= PROBLEM =
The response should contain all of the data below, reproduced exactly, and no pictures.

= RECORD EXCERPTS =
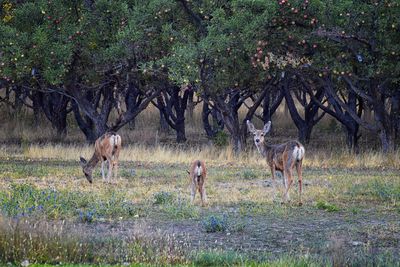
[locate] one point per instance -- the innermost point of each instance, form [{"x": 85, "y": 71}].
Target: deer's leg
[
  {"x": 203, "y": 196},
  {"x": 193, "y": 191},
  {"x": 273, "y": 179},
  {"x": 116, "y": 169},
  {"x": 109, "y": 169},
  {"x": 287, "y": 170},
  {"x": 102, "y": 170},
  {"x": 300, "y": 177}
]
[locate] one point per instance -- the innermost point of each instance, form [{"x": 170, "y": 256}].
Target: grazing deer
[
  {"x": 280, "y": 157},
  {"x": 106, "y": 149},
  {"x": 198, "y": 176}
]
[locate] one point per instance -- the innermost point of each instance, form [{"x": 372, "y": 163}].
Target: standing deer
[
  {"x": 280, "y": 157},
  {"x": 198, "y": 176},
  {"x": 106, "y": 149}
]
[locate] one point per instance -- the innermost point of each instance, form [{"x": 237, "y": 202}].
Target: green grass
[{"x": 51, "y": 214}]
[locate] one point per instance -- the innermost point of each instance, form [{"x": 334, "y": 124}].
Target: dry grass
[{"x": 212, "y": 155}]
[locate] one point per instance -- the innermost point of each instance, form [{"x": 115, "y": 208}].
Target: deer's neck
[
  {"x": 263, "y": 149},
  {"x": 92, "y": 162}
]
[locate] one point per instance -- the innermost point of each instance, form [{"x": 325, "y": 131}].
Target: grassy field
[{"x": 50, "y": 214}]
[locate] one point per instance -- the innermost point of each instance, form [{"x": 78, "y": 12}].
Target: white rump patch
[
  {"x": 198, "y": 170},
  {"x": 115, "y": 140},
  {"x": 298, "y": 152}
]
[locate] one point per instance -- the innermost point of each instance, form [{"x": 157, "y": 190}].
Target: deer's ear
[
  {"x": 250, "y": 126},
  {"x": 82, "y": 161},
  {"x": 267, "y": 127}
]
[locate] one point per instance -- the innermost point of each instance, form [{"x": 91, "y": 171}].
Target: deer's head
[
  {"x": 86, "y": 169},
  {"x": 259, "y": 135}
]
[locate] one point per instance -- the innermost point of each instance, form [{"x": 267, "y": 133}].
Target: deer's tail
[
  {"x": 298, "y": 152},
  {"x": 115, "y": 141}
]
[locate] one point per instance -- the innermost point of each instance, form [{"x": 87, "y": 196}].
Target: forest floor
[{"x": 350, "y": 216}]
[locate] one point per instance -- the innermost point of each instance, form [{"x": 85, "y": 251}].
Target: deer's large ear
[
  {"x": 83, "y": 161},
  {"x": 250, "y": 126},
  {"x": 267, "y": 127}
]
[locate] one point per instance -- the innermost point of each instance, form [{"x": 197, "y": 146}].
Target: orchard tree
[{"x": 359, "y": 51}]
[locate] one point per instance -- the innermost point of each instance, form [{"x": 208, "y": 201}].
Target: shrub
[
  {"x": 163, "y": 197},
  {"x": 214, "y": 224},
  {"x": 221, "y": 139},
  {"x": 218, "y": 259},
  {"x": 249, "y": 174},
  {"x": 326, "y": 206}
]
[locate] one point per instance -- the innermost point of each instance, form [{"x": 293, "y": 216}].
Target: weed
[
  {"x": 221, "y": 139},
  {"x": 163, "y": 197},
  {"x": 215, "y": 223},
  {"x": 212, "y": 258},
  {"x": 322, "y": 205},
  {"x": 87, "y": 216},
  {"x": 249, "y": 174}
]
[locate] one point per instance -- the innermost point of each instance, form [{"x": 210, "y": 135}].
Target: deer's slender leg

= REPLY =
[locate] one point per instance -- the innermost point of each instance, form [{"x": 85, "y": 71}].
Target: deer's leg
[
  {"x": 203, "y": 196},
  {"x": 193, "y": 191},
  {"x": 273, "y": 179},
  {"x": 116, "y": 169},
  {"x": 109, "y": 169},
  {"x": 287, "y": 170},
  {"x": 102, "y": 170},
  {"x": 300, "y": 177}
]
[locate] one point per instance -- the innermost point of each instance, form [{"x": 170, "y": 256}].
Target: grazing deer
[
  {"x": 280, "y": 157},
  {"x": 106, "y": 149},
  {"x": 198, "y": 176}
]
[locate] one point per instance -- the innermost point of each instance, form [{"x": 372, "y": 163}].
Target: standing deer
[
  {"x": 280, "y": 157},
  {"x": 198, "y": 176},
  {"x": 106, "y": 149}
]
[locate] one point per instance -- the innermost point of each instance, form [{"x": 237, "y": 202}].
Target: green grass
[{"x": 51, "y": 214}]
[locate] one point per instance -- the innermost point of each instance, form [{"x": 334, "y": 124}].
Target: dry grass
[{"x": 212, "y": 155}]
[locate] one point per instance -- the innermost point of each instance, form [{"x": 115, "y": 208}].
Target: deer's neck
[
  {"x": 263, "y": 149},
  {"x": 92, "y": 162}
]
[locate] one point per instance -- the innermost point of each instance, form [{"x": 325, "y": 131}].
Target: grassy field
[{"x": 50, "y": 214}]
[locate] one point per instance -- the innermost point of each instance, form [{"x": 78, "y": 12}].
Target: white rump patch
[
  {"x": 198, "y": 170},
  {"x": 115, "y": 140},
  {"x": 298, "y": 152}
]
[locate] one point per instance -- the innermost point of each instance, form [{"x": 157, "y": 190}].
Target: deer's ear
[
  {"x": 250, "y": 126},
  {"x": 82, "y": 161},
  {"x": 267, "y": 127}
]
[locate] one point per instance -- the innermost point of each instance, form [{"x": 91, "y": 171}].
Target: deer's head
[
  {"x": 86, "y": 169},
  {"x": 259, "y": 135}
]
[locate] one point per instance -- the innermost point of each instance, form [{"x": 267, "y": 133}].
Target: deer's tail
[
  {"x": 298, "y": 152},
  {"x": 115, "y": 141}
]
[locate] one point per instance -- the innermost point of each instance, form [{"x": 87, "y": 196}].
Target: forest floor
[{"x": 350, "y": 216}]
[locate] one point per instance -- the innermost point of each instance, form [{"x": 85, "y": 251}].
Target: deer's large ear
[
  {"x": 83, "y": 161},
  {"x": 250, "y": 126},
  {"x": 267, "y": 127}
]
[locate] one point per instance -- the innermost point of each instance, form [{"x": 197, "y": 146}].
Target: orchard tree
[{"x": 359, "y": 51}]
[locate] one point per instance -- the innermost point of each instance, form [{"x": 208, "y": 201}].
Target: shrub
[
  {"x": 163, "y": 197},
  {"x": 214, "y": 224},
  {"x": 221, "y": 139},
  {"x": 218, "y": 259},
  {"x": 249, "y": 174},
  {"x": 326, "y": 206}
]
[locate] one point per instance -- the innermost point of each instance, form [{"x": 293, "y": 216}].
Target: weed
[
  {"x": 221, "y": 139},
  {"x": 163, "y": 197},
  {"x": 215, "y": 223},
  {"x": 212, "y": 258},
  {"x": 322, "y": 205},
  {"x": 87, "y": 216},
  {"x": 249, "y": 174}
]
[locate] one point per instance -- the innermost point of each instance, form [{"x": 210, "y": 135}].
Target: deer's slender leg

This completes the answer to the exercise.